§ Extract
------------------------------------------------------------------------

Starting point on a BC wills variation claim

A BC will may be varied if it does not, in the court’s opinion, make adequate provision for the proper maintenance and support of the will-maker’s spouse or children. The starting point is that an adult independent child should receive a portion of his or her parent’s estate in the absence of circumstances that negate the existence of a moral obligation to make provision for the child. The leading authority on wills variation claims (Tataryn v. Tataryn Estate) requires that the adequacy of provision be measured by asking whether a will-maker has acted as a judicious person, using an objective standard informed by current societal legal and moral norms.

Evaluating reasons for disinheritance

Some difficulty can arise in BC wills variation claims, as there is a line of authority in our province which holds that a child may be disinherited by a parent if the expressed reasons for disinheritance are valid and rational—it is not necessary to find the reasons were justifiable. There is a disconnect between this subjective approach and the objective Tataryn approach. A will-maker’s reasons for disinheritance may be factually valid, and rational in the sense of having a logical connection to the act of disinheritance, but not necessarily determinative of what a fair and judicious parent would do in the circumstances, by reference to contemporary community standards. The Enns wills variation case demonstrates this analytical rift. Mary’s reasons for the limited bequest to Norma were at least to some extent factually valid, and rational in the sense of having a logical connection to the act of disinheritance. However, when the court considered Mary’s reasons for disinheritance in the broader context, the reasons did not hold up.

Wills variation claim allowed

Mary’s will did not make adequate provision for the proper maintenance and support of Norma. The size of the estate was adequate to satisfy Mary’s moral obligation to Norma, and Mary’s subjective reasons did not negate this moral obligation. The Honourable Mr. Justice Branch concluded that society would not reasonably expect a restriction to less than 1% of a $1.1 million estate for an adult daughter who gracefully fulfilled all her duties to her mother for 36 of her 38 adult years, all in the face of mean-spirited attacks on both her and her husband. This small percentage was outside the range of acceptable options.

------------------------------------------------------------------------

§ Requirement A
Reproduce from the passage on BC wills variation claims the part from "Starting point on" up to and including "and moral norms.".
§ Requirement B
For each statement, say yes or no as to whether it agrees with the passage on BC wills variation claims, and quote the deciding words. (i) The passage names Tataryn v. Tataryn Estate as the leading authority on wills variation claims. (ii) Under the line of authority described in the passage, a parent's reasons for disinheriting a child must be found justifiable. (iii) Norma fulfilled her duties to her mother for all 38 of her adult years.

§ Supplied records
------------------------------------------------------------------------

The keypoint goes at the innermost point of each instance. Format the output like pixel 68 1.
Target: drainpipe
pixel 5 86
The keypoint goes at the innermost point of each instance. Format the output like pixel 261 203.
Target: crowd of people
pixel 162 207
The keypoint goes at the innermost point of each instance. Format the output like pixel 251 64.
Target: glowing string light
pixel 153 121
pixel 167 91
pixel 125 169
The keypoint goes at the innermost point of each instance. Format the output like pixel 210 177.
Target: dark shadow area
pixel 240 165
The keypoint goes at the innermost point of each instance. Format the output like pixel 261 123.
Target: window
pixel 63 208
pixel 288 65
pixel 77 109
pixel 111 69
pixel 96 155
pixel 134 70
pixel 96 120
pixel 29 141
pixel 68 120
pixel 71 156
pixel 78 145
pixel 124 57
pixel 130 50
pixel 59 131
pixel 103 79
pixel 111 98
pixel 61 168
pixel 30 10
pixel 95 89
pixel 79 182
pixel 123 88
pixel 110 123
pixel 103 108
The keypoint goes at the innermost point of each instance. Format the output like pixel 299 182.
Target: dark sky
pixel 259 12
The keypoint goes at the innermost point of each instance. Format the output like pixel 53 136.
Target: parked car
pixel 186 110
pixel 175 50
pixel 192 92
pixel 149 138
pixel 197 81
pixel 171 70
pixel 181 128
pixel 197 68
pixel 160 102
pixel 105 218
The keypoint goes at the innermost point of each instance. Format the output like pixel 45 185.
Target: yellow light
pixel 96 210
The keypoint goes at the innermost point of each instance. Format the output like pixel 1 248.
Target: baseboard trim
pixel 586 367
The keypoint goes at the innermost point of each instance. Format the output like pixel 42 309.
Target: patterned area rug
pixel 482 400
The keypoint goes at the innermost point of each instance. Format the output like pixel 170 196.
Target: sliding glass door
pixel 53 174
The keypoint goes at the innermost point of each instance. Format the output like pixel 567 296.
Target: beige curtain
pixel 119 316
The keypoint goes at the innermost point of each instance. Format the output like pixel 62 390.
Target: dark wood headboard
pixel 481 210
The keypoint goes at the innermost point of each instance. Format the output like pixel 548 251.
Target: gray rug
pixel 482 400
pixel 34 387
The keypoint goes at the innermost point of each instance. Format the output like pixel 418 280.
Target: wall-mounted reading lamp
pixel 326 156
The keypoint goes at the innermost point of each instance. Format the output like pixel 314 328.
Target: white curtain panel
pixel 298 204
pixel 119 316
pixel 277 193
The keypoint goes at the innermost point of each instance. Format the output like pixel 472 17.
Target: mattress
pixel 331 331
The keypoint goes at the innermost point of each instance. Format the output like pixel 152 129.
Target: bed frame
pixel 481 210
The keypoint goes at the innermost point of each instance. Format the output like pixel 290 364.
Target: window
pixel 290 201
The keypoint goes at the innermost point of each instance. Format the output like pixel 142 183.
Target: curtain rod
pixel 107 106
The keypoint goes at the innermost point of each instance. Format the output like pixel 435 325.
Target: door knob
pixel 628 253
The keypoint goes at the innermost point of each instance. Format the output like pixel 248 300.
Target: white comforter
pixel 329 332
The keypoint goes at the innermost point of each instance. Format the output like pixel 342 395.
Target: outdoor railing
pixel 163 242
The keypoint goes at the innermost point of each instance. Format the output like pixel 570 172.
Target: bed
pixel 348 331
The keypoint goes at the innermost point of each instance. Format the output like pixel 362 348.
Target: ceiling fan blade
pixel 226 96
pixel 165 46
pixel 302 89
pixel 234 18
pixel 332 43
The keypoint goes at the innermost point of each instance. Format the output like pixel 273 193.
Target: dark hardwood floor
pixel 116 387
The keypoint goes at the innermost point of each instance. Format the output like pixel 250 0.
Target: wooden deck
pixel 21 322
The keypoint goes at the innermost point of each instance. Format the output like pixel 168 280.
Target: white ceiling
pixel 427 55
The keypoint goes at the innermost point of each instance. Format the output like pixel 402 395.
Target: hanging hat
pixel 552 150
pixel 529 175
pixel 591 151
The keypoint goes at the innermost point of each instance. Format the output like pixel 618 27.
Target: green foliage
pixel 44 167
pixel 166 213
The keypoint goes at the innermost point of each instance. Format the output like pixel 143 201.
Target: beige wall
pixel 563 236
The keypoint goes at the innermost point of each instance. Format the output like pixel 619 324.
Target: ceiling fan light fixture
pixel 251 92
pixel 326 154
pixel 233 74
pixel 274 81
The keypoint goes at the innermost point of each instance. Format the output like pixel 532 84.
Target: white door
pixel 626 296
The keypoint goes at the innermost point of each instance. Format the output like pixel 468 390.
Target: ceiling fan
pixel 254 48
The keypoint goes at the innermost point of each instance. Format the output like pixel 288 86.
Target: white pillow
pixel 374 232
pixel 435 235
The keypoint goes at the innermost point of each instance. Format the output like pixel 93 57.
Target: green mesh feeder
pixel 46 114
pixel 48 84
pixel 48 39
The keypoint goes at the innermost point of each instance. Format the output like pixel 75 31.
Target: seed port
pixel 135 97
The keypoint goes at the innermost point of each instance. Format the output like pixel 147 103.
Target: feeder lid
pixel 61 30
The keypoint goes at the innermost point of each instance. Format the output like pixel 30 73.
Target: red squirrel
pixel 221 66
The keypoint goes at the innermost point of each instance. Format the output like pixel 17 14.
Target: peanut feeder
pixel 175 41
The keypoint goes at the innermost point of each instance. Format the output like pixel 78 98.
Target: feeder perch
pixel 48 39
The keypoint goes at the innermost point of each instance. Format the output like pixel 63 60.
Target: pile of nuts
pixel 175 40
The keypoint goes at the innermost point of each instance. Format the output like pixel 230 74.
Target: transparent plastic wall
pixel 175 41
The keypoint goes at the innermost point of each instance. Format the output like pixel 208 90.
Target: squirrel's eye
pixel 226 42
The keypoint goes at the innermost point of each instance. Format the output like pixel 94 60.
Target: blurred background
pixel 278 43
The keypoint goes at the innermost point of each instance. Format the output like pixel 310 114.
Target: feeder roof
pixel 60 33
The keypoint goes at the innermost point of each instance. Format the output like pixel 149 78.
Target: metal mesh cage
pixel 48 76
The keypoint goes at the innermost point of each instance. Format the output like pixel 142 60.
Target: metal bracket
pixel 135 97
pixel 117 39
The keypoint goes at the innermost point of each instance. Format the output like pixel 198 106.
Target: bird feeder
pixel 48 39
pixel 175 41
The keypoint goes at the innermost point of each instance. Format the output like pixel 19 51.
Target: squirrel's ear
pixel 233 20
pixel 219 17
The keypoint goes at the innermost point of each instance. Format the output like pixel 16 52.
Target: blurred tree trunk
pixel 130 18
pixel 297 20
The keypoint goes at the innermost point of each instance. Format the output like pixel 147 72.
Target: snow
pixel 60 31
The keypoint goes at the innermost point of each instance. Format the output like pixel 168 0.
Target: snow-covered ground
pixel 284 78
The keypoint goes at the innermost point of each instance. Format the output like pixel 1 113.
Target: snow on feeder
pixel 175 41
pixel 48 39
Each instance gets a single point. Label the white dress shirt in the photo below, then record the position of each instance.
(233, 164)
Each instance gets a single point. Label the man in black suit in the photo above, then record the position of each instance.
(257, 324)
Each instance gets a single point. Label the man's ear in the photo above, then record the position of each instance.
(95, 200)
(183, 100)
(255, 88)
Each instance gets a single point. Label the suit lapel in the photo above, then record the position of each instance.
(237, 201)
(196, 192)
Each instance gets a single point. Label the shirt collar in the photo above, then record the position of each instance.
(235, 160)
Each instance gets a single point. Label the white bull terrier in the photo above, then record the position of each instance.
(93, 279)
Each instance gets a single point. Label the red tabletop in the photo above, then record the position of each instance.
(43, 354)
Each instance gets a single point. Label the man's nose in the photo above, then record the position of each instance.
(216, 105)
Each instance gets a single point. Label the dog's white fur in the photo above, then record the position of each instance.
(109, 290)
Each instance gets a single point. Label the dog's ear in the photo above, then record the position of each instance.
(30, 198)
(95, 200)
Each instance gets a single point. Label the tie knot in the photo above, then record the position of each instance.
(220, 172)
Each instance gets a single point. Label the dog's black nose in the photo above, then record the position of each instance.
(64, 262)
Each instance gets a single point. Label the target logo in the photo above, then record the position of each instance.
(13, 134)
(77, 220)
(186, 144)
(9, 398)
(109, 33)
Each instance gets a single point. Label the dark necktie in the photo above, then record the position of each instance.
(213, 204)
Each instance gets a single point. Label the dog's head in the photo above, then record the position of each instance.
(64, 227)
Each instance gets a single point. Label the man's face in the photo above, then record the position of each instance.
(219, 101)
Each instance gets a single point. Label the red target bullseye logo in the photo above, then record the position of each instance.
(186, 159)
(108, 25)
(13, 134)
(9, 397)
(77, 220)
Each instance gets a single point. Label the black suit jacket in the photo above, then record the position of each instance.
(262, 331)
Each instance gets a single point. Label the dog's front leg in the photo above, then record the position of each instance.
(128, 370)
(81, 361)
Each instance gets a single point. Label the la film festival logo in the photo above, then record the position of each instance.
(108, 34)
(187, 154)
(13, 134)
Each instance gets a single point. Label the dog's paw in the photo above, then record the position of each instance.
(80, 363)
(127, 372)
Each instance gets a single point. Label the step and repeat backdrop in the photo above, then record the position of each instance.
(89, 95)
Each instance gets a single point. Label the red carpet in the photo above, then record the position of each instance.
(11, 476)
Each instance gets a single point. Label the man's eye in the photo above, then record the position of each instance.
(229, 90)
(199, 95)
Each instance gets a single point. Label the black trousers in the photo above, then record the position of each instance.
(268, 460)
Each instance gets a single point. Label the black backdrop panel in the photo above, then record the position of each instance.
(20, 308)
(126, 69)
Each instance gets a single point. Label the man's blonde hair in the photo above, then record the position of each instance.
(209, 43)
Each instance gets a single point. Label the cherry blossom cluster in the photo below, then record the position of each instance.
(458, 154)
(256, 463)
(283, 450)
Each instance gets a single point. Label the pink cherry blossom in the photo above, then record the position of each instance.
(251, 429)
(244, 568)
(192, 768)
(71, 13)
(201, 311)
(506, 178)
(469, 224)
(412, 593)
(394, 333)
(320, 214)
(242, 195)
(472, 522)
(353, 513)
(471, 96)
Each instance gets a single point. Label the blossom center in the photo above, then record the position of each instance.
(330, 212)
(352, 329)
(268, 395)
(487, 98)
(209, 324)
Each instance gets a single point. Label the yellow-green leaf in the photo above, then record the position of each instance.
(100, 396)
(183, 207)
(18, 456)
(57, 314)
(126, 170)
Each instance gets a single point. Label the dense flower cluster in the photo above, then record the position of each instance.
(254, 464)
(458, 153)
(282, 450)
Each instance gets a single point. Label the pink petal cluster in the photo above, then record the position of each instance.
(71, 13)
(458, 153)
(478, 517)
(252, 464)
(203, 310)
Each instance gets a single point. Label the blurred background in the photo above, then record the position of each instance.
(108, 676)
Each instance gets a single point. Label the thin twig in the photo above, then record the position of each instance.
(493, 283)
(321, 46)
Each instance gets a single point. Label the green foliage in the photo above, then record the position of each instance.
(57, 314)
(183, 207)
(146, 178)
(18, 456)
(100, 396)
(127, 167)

------------------------------------------------------------------------

§ Answer A
Starting point on a BC wills variation claim

A BC will may be varied if it does not, in the court’s opinion, make adequate provision for the proper maintenance and support of the will-maker’s spouse or children. The starting point is that an adult independent child should receive a portion of his or her parent’s estate in the absence of circumstances that negate the existence of a moral obligation to make provision for the child. The leading authority on wills variation claims (Tataryn v. Tataryn Estate) requires that the adequacy of provision be measured by asking whether a will-maker has acted as a judicious person, using an objective standard informed by current societal legal and moral norms.

§ Answer B
(i) Yes: "The leading authority on wills variation claims (Tataryn v. Tataryn Estate)"
(ii) No: "it is not necessary to find the reasons were justifiable"
(iii) No: "for 36 of her 38 adult years"